§ **Task directions**
Could you copy out every one of the records below word for word, leaving the pictures out of your copy?
_ _ _ _
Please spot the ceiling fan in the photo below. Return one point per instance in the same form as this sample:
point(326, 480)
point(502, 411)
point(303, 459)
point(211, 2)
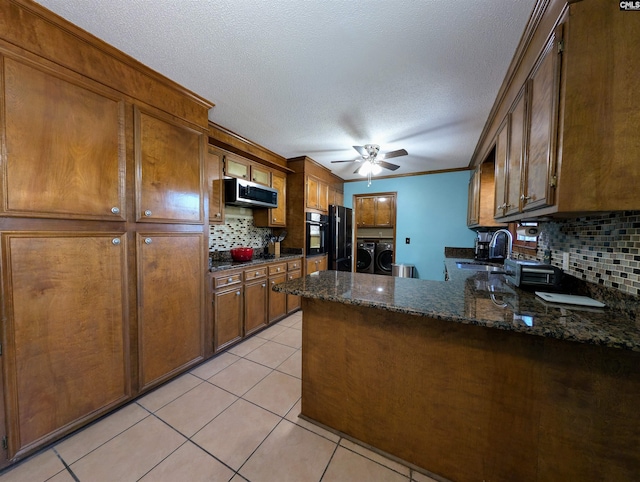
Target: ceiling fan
point(374, 162)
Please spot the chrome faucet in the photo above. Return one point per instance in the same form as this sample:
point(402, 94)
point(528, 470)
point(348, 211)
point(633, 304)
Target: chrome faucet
point(492, 243)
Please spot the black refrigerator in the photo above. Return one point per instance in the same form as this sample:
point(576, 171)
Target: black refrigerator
point(340, 243)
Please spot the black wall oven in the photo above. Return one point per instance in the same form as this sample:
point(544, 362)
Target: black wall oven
point(317, 231)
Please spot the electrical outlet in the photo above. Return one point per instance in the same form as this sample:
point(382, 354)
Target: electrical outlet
point(565, 261)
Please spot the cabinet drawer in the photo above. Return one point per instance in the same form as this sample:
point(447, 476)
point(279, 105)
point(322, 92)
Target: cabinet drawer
point(228, 280)
point(294, 265)
point(277, 269)
point(255, 273)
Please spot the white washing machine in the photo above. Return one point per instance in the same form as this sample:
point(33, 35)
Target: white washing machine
point(365, 257)
point(383, 258)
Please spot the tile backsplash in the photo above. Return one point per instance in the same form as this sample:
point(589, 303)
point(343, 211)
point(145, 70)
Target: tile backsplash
point(237, 230)
point(603, 249)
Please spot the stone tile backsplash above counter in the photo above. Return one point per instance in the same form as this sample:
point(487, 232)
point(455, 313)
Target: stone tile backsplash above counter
point(237, 230)
point(603, 249)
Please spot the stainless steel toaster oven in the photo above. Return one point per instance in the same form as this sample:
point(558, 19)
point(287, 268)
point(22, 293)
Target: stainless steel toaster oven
point(531, 273)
_ _ _ _
§ **Expected output**
Please spot the ceiling fan in the photo below. Return one point per instance in the same form as this sample:
point(326, 480)
point(502, 411)
point(303, 459)
point(211, 2)
Target: ceiling fan
point(374, 162)
Please spot the chrome faucet in the photo above. Return one point per instance in the same form as this sample:
point(402, 94)
point(528, 470)
point(348, 211)
point(633, 304)
Target: chrome faucet
point(492, 243)
Please spot the black refrigerator in the photo above. Return one point per instance in the same form as this sample:
point(576, 171)
Target: black refrigerator
point(340, 243)
Please spot the black wall oven in the photo above. Return one point per instance in the same form as this sample:
point(544, 362)
Target: black wall oven
point(317, 231)
Please spot the electrical outlet in the photo above. Return one point per instance in the same form as this sample:
point(382, 354)
Target: electrical outlet
point(565, 261)
Please spot the cabinet drawer in the photo above. Return one point per instance in the same form as this sample:
point(447, 476)
point(279, 105)
point(322, 92)
Target: cabinet drawer
point(228, 280)
point(294, 265)
point(277, 269)
point(255, 273)
Please spot the white washing machine in the photo above. Return one point per instance in the same form as this sample:
point(33, 35)
Target: white washing machine
point(365, 257)
point(383, 258)
Please spot the tile backsplash in the photo above. Return one point per instance in the same form as this sample:
point(589, 303)
point(343, 211)
point(145, 70)
Target: tile backsplash
point(237, 230)
point(603, 249)
Please spot the stone tile backsplash above counter in the photo above. Return one point per instance in the same form as this sample:
point(487, 232)
point(455, 313)
Target: stone tile backsplash above counter
point(237, 230)
point(603, 249)
Please spot the stainless steel toaster oven in the photo above. Return one point per instance in the same form as this sample:
point(558, 19)
point(287, 268)
point(22, 293)
Target: stainless steel toaster oven
point(531, 273)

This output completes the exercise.